** Consegna A **
Nel testo sul pane fatto in casa, quali ingredienti servono per l'impasto?
** Consegna B **
Metti in un CSV a due colonne, intitolate richiesta e risposta, le righe del dataset dalla riga con "Within the video frame shown above, where has the wooden bench" fino a quella con "top-left (96, 298), bottom-right (147, 324)", inclusa. Per ogni richiesta crea una riga CSV con il testo e la risposta, ciascuno in un solo campo tra virgolette e con gli a capo sostituiti da spazi.

** Pagina **
----------------

Così, durante le festività natalizie, mi sono cimentato nella cucina dei prodotti base della nostra alimentazione.
Il pane e la pizza.
Gli ingredienti per l’impasto, sono elementari:
Farina
Acqua
Lievito madre
Sale

Ogni qualvolta io penso al pane fatto in casa, il mio ricordo va a mia nonna Maria, che lavorava l’impasto “a occhio”, senza mai misurare gli ingredienti.
Sentiva la pasta fra le dita, e sapeva perfettamente se doveva aggiungere all’impasto ancora acqua oppure farina, a seconda che la massa fosse troppo secca, oppure tropo liquida.

----------------

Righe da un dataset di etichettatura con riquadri
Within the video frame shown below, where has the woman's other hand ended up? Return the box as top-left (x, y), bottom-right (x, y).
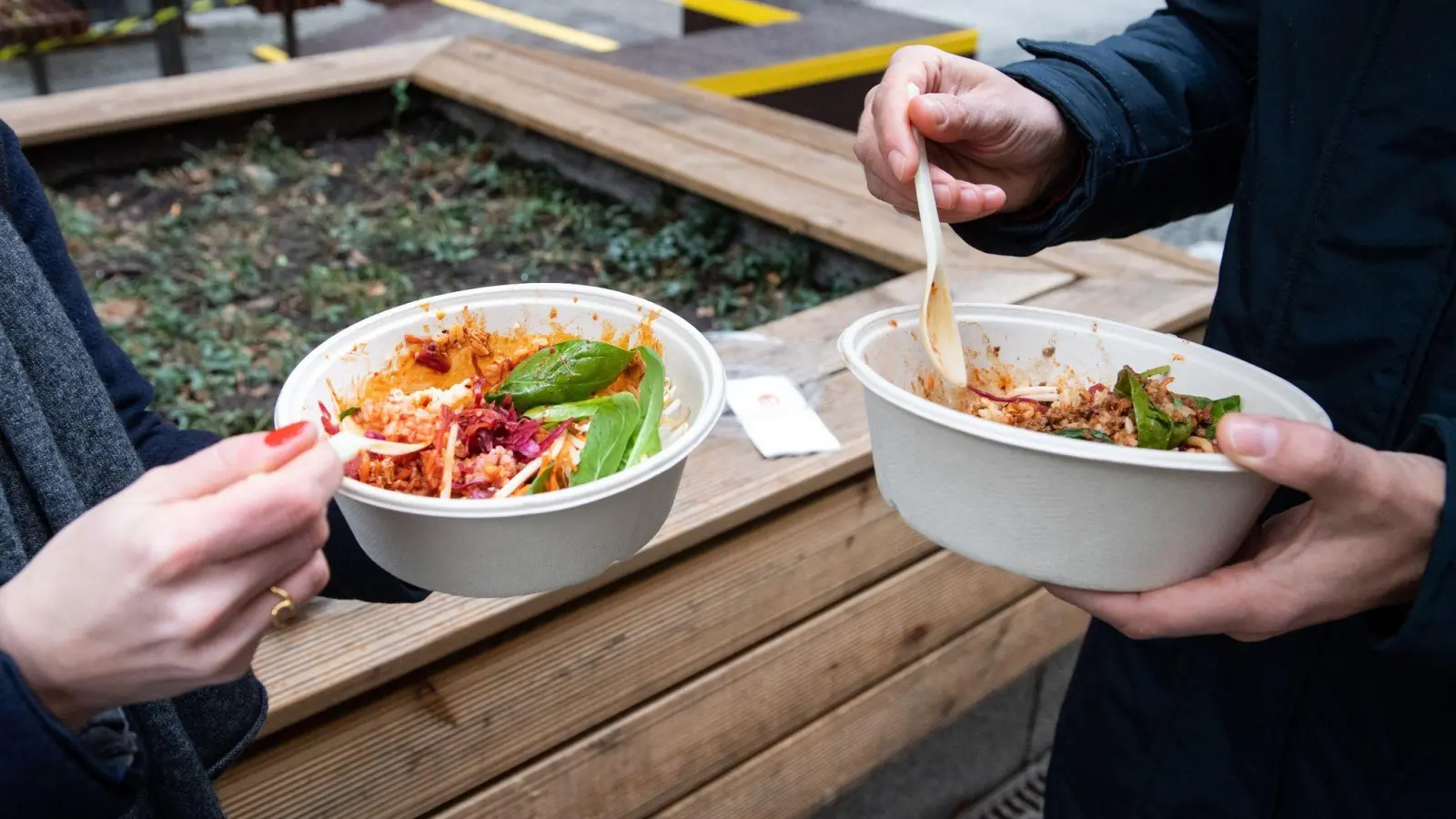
top-left (0, 424), bottom-right (344, 727)
top-left (854, 46), bottom-right (1082, 223)
top-left (1051, 415), bottom-right (1446, 640)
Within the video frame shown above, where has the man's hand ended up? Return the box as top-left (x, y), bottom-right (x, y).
top-left (854, 46), bottom-right (1082, 223)
top-left (1051, 415), bottom-right (1446, 642)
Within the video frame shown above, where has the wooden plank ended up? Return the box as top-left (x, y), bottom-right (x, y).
top-left (253, 259), bottom-right (1072, 733)
top-left (1112, 233), bottom-right (1218, 279)
top-left (1024, 272), bottom-right (1214, 332)
top-left (0, 39), bottom-right (447, 147)
top-left (655, 592), bottom-right (1087, 819)
top-left (439, 551), bottom-right (1036, 819)
top-left (218, 478), bottom-right (934, 819)
top-left (480, 42), bottom-right (1218, 283)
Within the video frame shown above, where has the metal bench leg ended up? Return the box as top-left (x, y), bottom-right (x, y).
top-left (25, 51), bottom-right (51, 96)
top-left (151, 0), bottom-right (187, 77)
top-left (282, 3), bottom-right (298, 60)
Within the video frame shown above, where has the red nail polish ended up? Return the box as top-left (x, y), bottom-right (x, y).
top-left (264, 421), bottom-right (308, 446)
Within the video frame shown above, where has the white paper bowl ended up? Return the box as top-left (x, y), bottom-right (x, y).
top-left (839, 305), bottom-right (1330, 592)
top-left (274, 284), bottom-right (725, 598)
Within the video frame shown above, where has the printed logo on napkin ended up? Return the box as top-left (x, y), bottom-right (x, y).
top-left (728, 376), bottom-right (839, 458)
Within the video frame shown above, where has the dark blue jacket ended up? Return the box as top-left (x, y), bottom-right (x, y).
top-left (959, 0), bottom-right (1456, 819)
top-left (0, 124), bottom-right (425, 819)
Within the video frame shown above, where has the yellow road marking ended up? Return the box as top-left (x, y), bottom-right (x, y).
top-left (681, 27), bottom-right (978, 97)
top-left (682, 0), bottom-right (799, 26)
top-left (253, 44), bottom-right (288, 63)
top-left (435, 0), bottom-right (622, 51)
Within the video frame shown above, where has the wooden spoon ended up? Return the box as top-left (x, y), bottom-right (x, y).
top-left (329, 430), bottom-right (430, 463)
top-left (910, 85), bottom-right (966, 388)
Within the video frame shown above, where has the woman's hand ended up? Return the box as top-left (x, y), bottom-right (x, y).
top-left (1051, 415), bottom-right (1446, 642)
top-left (854, 46), bottom-right (1082, 223)
top-left (0, 424), bottom-right (344, 727)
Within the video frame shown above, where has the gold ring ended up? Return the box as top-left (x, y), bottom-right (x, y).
top-left (268, 586), bottom-right (298, 628)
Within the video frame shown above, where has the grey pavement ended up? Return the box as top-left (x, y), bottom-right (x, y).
top-left (0, 0), bottom-right (1228, 259)
top-left (864, 0), bottom-right (1228, 261)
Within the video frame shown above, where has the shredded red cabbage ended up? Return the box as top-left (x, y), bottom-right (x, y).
top-left (966, 386), bottom-right (1046, 412)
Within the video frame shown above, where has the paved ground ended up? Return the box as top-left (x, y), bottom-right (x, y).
top-left (0, 0), bottom-right (1228, 258)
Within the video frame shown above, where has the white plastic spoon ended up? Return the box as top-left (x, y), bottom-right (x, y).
top-left (329, 430), bottom-right (430, 463)
top-left (910, 85), bottom-right (966, 388)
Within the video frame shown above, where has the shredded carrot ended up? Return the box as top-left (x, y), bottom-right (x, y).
top-left (440, 424), bottom-right (460, 499)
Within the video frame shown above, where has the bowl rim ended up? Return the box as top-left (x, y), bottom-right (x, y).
top-left (839, 301), bottom-right (1332, 473)
top-left (274, 283), bottom-right (728, 521)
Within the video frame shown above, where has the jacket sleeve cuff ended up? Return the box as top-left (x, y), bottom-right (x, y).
top-left (0, 654), bottom-right (140, 819)
top-left (1380, 415), bottom-right (1456, 672)
top-left (952, 49), bottom-right (1117, 257)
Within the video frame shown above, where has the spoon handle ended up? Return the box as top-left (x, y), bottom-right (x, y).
top-left (329, 431), bottom-right (428, 463)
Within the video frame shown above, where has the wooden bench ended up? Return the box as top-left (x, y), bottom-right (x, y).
top-left (0, 0), bottom-right (90, 95)
top-left (0, 41), bottom-right (1214, 819)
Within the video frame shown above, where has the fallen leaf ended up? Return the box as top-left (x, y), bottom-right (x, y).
top-left (96, 298), bottom-right (147, 324)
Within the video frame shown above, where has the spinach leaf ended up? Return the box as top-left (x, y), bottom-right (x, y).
top-left (1138, 364), bottom-right (1174, 379)
top-left (1051, 427), bottom-right (1117, 443)
top-left (571, 392), bottom-right (639, 487)
top-left (524, 398), bottom-right (610, 424)
top-left (486, 339), bottom-right (632, 412)
top-left (1114, 368), bottom-right (1176, 449)
top-left (1112, 368), bottom-right (1143, 398)
top-left (622, 347), bottom-right (667, 470)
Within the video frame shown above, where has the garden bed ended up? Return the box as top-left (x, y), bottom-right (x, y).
top-left (51, 106), bottom-right (890, 434)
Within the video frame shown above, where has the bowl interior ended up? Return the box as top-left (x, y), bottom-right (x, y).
top-left (274, 284), bottom-right (725, 514)
top-left (840, 305), bottom-right (1330, 468)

----------------

** Risposta corretta A **
Farina, acqua, lievito madre e sale.

** Risposta corretta B **
richiesta,risposta
"Within the video frame shown above, where has the wooden bench ended up? Return the box as top-left (x, y), bottom-right (x, y).","top-left (0, 0), bottom-right (90, 95) top-left (0, 41), bottom-right (1214, 819)"
"Within the video frame shown above, where has the fallen leaf ended up? Return the box as top-left (x, y), bottom-right (x, y).","top-left (96, 298), bottom-right (147, 324)"